### Records for processing ###

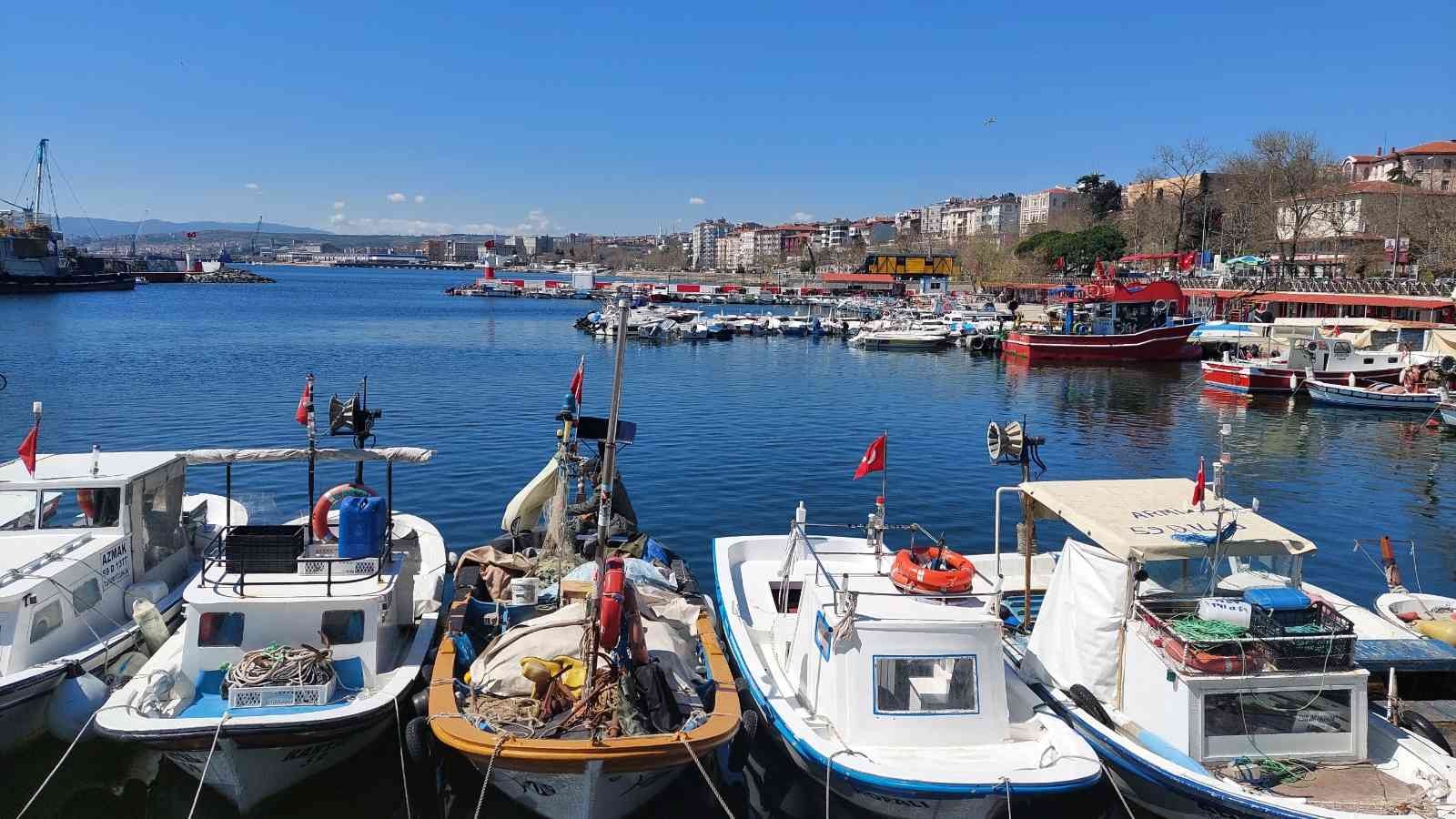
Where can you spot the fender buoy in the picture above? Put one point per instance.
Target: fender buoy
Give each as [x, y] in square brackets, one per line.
[327, 500]
[86, 499]
[609, 625]
[912, 571]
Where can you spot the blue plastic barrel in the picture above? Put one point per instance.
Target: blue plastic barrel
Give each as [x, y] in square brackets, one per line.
[361, 526]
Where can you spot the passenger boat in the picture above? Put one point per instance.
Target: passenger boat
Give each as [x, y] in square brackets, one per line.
[82, 542]
[1329, 360]
[1111, 321]
[1267, 719]
[888, 683]
[303, 642]
[1372, 395]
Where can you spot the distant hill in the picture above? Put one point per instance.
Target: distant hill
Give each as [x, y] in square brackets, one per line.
[79, 228]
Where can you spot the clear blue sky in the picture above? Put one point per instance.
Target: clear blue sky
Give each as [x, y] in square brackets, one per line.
[529, 118]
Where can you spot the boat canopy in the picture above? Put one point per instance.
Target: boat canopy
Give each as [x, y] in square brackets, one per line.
[395, 453]
[1152, 519]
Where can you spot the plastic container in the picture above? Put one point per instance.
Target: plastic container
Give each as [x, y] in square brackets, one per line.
[1331, 637]
[361, 526]
[1228, 610]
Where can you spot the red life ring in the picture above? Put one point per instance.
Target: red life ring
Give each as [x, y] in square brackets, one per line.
[1208, 662]
[327, 500]
[609, 624]
[912, 573]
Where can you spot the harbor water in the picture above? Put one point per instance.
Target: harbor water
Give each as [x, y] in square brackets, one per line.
[732, 435]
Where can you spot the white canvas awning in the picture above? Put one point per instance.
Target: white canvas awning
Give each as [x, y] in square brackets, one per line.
[397, 453]
[1152, 519]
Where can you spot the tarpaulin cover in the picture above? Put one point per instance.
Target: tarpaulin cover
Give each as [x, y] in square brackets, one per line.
[1077, 630]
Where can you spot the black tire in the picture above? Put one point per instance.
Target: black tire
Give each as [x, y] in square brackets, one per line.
[420, 745]
[1419, 724]
[1089, 703]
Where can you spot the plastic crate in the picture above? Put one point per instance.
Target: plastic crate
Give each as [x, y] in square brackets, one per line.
[278, 695]
[1331, 637]
[268, 550]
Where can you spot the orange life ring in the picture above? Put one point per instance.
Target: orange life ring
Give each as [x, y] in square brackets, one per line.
[609, 624]
[912, 574]
[327, 500]
[1208, 662]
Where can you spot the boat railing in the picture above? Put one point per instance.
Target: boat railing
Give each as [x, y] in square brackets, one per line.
[335, 570]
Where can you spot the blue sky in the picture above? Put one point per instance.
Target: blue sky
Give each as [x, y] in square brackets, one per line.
[533, 118]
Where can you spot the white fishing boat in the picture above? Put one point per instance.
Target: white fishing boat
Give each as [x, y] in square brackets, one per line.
[1261, 713]
[1373, 395]
[302, 644]
[82, 541]
[902, 703]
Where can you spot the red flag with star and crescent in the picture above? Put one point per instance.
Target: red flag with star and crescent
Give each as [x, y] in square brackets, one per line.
[874, 460]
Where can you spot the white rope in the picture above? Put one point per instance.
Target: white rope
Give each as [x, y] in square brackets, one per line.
[404, 771]
[201, 778]
[703, 771]
[72, 746]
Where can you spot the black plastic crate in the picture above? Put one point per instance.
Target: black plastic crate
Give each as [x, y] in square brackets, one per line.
[267, 550]
[1331, 637]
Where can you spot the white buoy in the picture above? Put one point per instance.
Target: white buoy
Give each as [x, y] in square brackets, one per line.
[79, 695]
[153, 632]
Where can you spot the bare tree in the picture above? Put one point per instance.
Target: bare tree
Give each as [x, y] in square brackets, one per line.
[1184, 179]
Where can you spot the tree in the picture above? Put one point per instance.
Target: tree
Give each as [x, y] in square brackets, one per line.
[1186, 179]
[1103, 196]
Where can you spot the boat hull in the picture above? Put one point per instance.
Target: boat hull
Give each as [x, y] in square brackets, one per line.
[1251, 378]
[1157, 344]
[1341, 395]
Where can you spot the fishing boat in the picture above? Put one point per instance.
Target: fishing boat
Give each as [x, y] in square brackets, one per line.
[1373, 395]
[303, 642]
[1113, 321]
[592, 702]
[1329, 360]
[1206, 690]
[881, 671]
[89, 542]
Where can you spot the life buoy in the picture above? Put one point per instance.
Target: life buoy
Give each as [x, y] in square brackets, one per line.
[1208, 662]
[327, 500]
[912, 571]
[609, 624]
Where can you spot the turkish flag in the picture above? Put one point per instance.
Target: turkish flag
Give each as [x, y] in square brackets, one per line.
[305, 402]
[575, 380]
[1198, 486]
[26, 450]
[874, 460]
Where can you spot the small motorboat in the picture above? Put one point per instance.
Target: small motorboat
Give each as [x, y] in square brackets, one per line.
[1372, 394]
[84, 541]
[303, 642]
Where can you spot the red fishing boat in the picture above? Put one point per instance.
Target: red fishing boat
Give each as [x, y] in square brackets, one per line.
[1113, 321]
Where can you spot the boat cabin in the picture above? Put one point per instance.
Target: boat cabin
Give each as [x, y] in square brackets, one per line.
[1135, 617]
[77, 535]
[905, 656]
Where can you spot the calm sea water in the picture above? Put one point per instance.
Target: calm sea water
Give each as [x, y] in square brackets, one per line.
[732, 435]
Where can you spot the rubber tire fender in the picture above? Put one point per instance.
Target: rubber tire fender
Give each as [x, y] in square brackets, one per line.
[1089, 703]
[1419, 724]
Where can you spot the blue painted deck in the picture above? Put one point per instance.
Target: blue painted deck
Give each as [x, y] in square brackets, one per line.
[211, 704]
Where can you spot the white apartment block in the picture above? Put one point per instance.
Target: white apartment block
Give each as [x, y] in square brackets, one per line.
[1046, 207]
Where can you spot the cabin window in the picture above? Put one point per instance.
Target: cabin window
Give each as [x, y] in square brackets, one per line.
[46, 622]
[86, 596]
[344, 627]
[220, 629]
[926, 685]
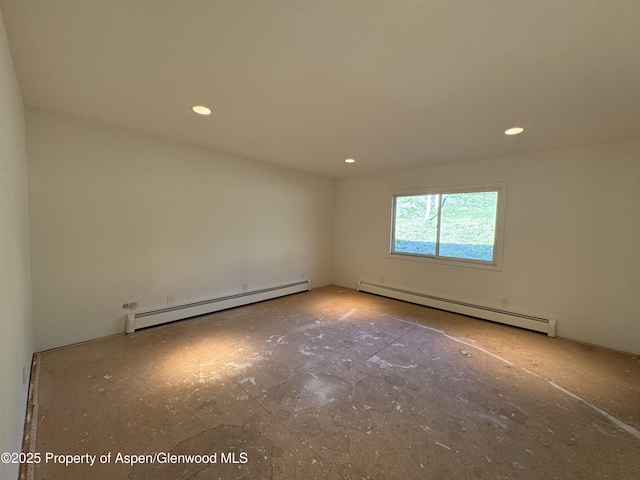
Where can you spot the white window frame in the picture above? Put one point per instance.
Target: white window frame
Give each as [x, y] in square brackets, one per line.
[496, 264]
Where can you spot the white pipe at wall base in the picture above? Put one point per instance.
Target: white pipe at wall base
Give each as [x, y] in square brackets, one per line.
[144, 319]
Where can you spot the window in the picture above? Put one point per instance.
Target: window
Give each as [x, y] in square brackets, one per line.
[459, 224]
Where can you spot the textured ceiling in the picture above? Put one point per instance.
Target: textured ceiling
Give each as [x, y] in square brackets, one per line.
[306, 84]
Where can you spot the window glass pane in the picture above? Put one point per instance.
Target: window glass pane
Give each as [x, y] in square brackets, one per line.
[416, 224]
[468, 225]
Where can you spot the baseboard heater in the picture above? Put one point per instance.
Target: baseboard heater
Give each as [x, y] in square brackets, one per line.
[521, 320]
[138, 320]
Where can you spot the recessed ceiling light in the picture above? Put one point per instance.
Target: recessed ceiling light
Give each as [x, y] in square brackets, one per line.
[201, 110]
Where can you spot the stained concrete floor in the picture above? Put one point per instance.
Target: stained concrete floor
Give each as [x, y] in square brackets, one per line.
[336, 384]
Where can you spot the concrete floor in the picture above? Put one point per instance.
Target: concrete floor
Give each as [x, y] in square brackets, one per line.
[336, 384]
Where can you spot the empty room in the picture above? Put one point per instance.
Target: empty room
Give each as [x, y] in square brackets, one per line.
[321, 240]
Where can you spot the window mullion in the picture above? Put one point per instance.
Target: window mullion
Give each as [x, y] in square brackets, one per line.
[439, 198]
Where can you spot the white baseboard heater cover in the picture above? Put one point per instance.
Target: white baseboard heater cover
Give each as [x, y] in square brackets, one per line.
[529, 322]
[138, 320]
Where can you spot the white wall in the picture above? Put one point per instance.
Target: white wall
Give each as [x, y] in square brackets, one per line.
[571, 241]
[16, 337]
[117, 216]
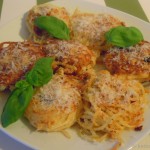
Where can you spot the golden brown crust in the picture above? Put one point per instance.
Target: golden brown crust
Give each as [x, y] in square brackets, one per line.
[74, 57]
[56, 105]
[16, 58]
[89, 29]
[131, 62]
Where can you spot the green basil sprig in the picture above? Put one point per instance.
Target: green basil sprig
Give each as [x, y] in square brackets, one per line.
[20, 97]
[122, 36]
[16, 103]
[54, 26]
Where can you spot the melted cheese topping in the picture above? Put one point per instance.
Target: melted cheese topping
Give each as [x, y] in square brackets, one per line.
[60, 92]
[131, 60]
[89, 29]
[71, 54]
[16, 58]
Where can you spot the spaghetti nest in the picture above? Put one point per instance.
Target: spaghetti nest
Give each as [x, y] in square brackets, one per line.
[111, 105]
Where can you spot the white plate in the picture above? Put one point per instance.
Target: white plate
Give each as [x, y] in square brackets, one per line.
[22, 131]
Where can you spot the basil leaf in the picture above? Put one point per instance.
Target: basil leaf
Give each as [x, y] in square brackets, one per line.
[41, 73]
[17, 103]
[54, 26]
[124, 36]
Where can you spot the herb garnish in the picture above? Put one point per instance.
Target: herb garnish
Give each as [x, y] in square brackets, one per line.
[122, 36]
[20, 97]
[54, 26]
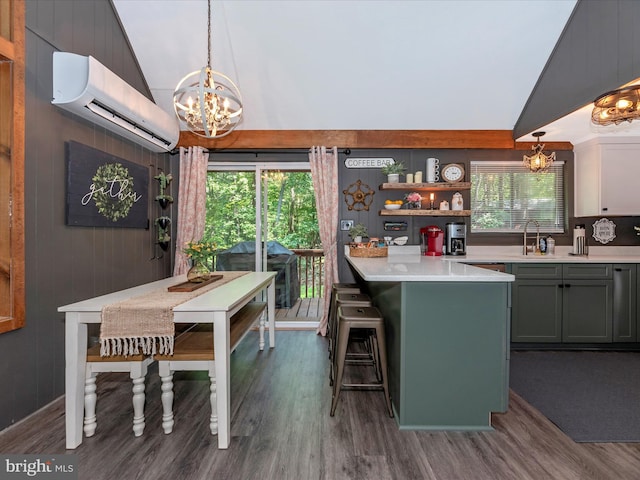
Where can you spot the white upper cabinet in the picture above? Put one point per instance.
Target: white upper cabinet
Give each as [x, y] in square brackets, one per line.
[607, 174]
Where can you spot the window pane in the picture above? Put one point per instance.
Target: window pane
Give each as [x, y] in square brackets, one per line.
[504, 196]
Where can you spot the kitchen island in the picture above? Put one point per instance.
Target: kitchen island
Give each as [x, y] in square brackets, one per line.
[447, 329]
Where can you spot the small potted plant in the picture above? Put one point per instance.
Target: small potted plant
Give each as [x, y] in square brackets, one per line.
[357, 232]
[199, 253]
[393, 171]
[164, 180]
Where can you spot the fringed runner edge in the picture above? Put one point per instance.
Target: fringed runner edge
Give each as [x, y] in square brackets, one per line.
[127, 346]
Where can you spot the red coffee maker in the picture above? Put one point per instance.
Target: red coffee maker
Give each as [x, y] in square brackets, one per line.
[431, 240]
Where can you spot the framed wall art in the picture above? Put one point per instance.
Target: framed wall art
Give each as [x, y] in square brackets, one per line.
[104, 190]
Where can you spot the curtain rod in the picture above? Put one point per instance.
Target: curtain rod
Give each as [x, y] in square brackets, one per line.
[346, 151]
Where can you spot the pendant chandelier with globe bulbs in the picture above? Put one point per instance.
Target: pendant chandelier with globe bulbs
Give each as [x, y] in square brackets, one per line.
[207, 102]
[539, 162]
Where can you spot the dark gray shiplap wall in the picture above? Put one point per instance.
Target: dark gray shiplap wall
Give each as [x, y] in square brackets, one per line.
[67, 264]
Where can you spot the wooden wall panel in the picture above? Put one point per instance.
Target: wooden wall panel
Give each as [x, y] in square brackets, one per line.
[67, 264]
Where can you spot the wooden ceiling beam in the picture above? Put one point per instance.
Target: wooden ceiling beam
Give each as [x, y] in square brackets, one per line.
[442, 139]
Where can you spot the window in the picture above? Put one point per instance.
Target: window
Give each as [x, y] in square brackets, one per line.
[504, 196]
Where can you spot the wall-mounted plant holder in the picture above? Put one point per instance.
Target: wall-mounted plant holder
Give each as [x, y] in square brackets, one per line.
[164, 180]
[164, 232]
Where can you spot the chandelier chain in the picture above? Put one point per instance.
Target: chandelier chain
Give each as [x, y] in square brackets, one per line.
[209, 34]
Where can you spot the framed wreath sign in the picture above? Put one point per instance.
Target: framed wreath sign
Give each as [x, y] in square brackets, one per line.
[104, 190]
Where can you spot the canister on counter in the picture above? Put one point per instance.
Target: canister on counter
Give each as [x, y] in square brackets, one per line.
[551, 245]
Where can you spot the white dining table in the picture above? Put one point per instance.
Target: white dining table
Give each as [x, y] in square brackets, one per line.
[215, 306]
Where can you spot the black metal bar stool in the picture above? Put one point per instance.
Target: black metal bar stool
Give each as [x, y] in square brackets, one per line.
[331, 319]
[352, 300]
[354, 318]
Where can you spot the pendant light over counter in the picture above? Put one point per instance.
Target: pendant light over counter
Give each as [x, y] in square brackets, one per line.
[539, 162]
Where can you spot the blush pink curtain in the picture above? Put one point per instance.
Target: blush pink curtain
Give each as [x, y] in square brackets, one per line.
[192, 200]
[324, 173]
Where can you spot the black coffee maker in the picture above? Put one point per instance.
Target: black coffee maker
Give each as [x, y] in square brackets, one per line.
[456, 238]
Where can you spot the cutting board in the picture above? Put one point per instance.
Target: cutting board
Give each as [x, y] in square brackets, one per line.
[191, 286]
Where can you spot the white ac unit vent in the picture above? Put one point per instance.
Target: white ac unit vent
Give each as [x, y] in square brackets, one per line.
[84, 86]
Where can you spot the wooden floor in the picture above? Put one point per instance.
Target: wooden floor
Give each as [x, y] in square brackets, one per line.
[281, 429]
[304, 310]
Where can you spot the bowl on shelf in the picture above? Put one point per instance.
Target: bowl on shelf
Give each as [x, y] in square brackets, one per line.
[400, 240]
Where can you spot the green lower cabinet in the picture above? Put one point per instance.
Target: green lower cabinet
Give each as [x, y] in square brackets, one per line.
[587, 311]
[624, 302]
[536, 311]
[574, 303]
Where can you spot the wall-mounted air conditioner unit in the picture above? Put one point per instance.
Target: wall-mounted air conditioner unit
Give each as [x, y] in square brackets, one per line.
[84, 86]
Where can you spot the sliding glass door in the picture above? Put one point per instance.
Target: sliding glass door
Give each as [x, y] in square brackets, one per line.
[262, 217]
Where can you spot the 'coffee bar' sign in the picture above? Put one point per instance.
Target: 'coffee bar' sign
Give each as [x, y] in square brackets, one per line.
[367, 162]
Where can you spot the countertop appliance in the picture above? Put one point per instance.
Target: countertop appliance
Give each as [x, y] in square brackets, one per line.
[431, 240]
[456, 238]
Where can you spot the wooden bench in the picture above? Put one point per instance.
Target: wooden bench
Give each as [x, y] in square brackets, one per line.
[193, 351]
[135, 365]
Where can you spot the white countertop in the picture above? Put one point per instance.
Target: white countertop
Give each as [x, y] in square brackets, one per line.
[513, 254]
[418, 268]
[405, 264]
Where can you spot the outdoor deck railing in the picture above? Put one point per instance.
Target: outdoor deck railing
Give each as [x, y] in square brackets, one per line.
[310, 272]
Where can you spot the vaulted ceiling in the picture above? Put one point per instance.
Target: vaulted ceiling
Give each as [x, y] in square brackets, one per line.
[356, 64]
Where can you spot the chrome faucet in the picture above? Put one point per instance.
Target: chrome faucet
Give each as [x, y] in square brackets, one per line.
[524, 240]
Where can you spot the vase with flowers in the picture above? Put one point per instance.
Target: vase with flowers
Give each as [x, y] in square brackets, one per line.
[199, 253]
[413, 200]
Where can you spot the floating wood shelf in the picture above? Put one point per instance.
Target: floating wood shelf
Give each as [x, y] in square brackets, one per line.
[426, 213]
[426, 186]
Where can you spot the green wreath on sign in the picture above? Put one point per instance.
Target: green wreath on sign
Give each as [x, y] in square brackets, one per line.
[114, 195]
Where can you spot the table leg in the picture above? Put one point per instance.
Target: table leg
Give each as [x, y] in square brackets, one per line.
[271, 310]
[75, 366]
[221, 342]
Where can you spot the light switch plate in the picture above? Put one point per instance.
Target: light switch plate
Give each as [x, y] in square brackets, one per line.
[346, 225]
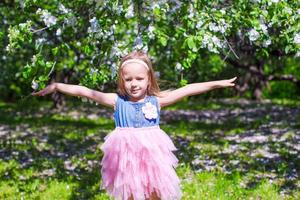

###

• _Problem description_:
Take the line containing "Where can you spot the vase" and every line after it up to the end of the entries, and quote them exactly. Both ends count; the pictures do not.

• _Result below_:
Where can you spot the vase with flowers in the picture above? Put one point per instance.
Target: vase with flowers
Give each as [x, y] in square brackets, one per line.
[199, 253]
[413, 200]
Where can you spot the floating wood shelf in the picture above? Put one point per instance.
Target: floating wood shelf
Give each as [x, y] in square brackets, one per line.
[426, 213]
[426, 186]
Where can you spot the green wreath on sign in the picture above? Put one point per instance.
Target: green wreath on sign
Give each as [x, y] in square brackets, one per line.
[114, 195]
Where can you spot the table leg in the picture above? Put one point per instance.
Target: table leg
Give each as [x, y] in square brackets, one per line.
[271, 310]
[75, 366]
[221, 342]
Where can you spot the light switch plate in the picture above? Put one point per instance.
Target: light switch plate
Give each as [x, y] in square brackets, one per line.
[346, 225]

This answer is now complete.